Go through the entries and say how many lines contain the string "concrete". The number is the whole answer.

Supplied material -
=== Section Start ===

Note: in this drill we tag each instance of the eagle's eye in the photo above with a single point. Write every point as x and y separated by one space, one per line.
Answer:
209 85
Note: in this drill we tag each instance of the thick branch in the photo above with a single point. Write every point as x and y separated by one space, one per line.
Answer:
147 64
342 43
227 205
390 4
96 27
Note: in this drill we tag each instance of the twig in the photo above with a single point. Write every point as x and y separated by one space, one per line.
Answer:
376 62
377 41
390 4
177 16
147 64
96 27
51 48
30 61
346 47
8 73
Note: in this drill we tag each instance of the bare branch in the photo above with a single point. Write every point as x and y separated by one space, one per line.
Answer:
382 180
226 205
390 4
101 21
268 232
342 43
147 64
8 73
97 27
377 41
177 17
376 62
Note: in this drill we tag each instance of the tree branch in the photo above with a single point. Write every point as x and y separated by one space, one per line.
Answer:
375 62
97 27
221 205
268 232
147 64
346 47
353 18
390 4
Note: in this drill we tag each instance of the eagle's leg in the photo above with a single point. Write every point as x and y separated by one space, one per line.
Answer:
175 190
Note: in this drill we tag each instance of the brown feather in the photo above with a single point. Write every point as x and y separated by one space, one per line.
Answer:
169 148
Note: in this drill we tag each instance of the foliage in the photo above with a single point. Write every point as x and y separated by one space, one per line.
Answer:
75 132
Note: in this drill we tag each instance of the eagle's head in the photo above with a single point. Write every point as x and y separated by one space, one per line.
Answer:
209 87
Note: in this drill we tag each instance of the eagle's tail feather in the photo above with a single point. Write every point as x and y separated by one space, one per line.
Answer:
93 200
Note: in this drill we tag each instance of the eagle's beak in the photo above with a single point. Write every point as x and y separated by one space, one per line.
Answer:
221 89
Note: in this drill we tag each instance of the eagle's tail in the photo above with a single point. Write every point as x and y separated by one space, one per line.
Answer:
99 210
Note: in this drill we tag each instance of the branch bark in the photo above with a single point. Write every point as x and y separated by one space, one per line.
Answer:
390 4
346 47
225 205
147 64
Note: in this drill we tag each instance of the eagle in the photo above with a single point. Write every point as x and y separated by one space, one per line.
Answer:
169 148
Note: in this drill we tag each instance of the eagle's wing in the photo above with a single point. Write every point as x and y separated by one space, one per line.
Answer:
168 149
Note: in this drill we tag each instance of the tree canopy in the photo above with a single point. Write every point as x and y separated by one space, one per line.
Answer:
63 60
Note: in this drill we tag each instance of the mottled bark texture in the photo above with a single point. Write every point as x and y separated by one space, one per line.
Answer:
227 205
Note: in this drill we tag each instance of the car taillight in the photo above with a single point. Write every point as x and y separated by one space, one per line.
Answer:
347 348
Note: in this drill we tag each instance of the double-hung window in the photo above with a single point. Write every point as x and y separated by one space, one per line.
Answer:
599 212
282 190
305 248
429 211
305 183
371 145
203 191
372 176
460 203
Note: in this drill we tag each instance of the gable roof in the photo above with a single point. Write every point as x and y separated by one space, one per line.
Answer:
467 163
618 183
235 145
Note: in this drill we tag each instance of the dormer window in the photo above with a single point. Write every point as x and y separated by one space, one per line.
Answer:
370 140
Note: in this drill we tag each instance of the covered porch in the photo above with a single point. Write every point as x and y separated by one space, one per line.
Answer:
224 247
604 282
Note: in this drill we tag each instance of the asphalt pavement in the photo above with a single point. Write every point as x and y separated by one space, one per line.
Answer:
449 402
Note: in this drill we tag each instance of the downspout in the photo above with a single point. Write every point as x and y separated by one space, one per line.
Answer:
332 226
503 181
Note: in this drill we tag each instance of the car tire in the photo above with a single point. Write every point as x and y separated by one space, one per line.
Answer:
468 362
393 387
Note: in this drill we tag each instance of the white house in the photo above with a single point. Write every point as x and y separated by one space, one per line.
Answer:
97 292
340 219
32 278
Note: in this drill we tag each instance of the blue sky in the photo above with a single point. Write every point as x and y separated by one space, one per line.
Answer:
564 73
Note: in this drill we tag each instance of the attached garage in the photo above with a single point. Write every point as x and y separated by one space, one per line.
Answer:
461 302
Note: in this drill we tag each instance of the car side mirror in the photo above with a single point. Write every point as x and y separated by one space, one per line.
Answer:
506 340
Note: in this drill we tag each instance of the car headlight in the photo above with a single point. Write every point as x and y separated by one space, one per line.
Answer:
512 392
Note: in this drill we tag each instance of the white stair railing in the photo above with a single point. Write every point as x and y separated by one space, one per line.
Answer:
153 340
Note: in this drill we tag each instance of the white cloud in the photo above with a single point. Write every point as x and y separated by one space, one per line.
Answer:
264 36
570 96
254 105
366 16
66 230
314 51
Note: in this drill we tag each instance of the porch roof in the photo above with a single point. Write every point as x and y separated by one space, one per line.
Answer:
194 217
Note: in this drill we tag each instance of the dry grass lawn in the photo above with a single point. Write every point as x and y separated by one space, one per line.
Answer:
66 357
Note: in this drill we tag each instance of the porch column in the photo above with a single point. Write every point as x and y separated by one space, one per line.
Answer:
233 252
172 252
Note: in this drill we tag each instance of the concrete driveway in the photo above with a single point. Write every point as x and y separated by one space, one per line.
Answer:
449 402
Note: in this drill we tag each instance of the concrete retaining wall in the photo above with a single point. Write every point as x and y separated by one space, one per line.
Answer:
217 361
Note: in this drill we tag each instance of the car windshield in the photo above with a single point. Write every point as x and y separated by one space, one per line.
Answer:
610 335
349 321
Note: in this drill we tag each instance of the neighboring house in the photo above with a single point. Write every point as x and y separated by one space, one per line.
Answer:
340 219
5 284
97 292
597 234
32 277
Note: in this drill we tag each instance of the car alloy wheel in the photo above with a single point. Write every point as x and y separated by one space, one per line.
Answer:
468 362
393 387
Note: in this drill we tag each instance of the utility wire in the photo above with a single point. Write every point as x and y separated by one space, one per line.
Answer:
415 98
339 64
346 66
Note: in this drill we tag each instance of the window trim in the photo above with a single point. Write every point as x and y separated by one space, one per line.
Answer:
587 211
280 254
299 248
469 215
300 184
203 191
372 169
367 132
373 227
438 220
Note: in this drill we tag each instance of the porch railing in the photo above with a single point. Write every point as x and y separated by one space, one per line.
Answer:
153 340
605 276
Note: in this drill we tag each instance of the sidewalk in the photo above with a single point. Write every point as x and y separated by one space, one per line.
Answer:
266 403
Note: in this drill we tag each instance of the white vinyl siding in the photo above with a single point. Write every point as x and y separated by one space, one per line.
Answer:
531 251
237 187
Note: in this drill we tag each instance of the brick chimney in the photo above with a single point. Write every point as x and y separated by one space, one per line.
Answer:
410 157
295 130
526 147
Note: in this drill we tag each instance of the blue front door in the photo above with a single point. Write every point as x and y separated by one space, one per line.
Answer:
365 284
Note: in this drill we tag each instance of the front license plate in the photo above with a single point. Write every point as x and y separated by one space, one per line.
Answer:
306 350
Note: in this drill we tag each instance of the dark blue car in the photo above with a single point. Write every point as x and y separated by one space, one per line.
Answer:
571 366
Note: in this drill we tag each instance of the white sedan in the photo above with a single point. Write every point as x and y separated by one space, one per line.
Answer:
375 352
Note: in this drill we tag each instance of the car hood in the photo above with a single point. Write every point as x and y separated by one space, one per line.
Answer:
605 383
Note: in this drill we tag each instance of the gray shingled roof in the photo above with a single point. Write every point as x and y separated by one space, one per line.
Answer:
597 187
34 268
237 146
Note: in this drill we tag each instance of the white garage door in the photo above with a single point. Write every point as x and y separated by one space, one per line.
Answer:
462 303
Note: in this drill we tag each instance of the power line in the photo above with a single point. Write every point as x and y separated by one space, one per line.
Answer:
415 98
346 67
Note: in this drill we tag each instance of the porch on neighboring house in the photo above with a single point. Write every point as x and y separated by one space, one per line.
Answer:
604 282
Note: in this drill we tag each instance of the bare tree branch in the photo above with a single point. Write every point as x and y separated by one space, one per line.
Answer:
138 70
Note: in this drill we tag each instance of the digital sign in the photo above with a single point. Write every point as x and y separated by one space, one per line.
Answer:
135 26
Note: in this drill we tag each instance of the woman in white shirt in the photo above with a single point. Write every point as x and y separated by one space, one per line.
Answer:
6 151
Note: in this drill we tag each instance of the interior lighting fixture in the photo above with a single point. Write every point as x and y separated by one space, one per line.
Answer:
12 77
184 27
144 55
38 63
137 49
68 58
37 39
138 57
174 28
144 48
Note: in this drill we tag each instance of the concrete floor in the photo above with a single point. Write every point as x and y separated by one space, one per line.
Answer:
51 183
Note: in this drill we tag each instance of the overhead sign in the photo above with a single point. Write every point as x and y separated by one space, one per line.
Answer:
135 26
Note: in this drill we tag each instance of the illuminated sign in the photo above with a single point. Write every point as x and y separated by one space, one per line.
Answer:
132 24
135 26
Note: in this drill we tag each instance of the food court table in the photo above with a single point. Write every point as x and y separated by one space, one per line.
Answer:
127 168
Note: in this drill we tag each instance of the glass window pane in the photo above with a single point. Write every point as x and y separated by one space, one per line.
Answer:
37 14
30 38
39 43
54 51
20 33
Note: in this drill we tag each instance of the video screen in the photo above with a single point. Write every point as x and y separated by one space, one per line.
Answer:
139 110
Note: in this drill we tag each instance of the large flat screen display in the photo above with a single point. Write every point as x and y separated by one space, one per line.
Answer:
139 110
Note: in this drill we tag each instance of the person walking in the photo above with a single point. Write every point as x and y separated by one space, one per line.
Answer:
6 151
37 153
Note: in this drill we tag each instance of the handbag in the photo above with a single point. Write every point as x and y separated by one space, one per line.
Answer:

=== Section End ===

Result - 3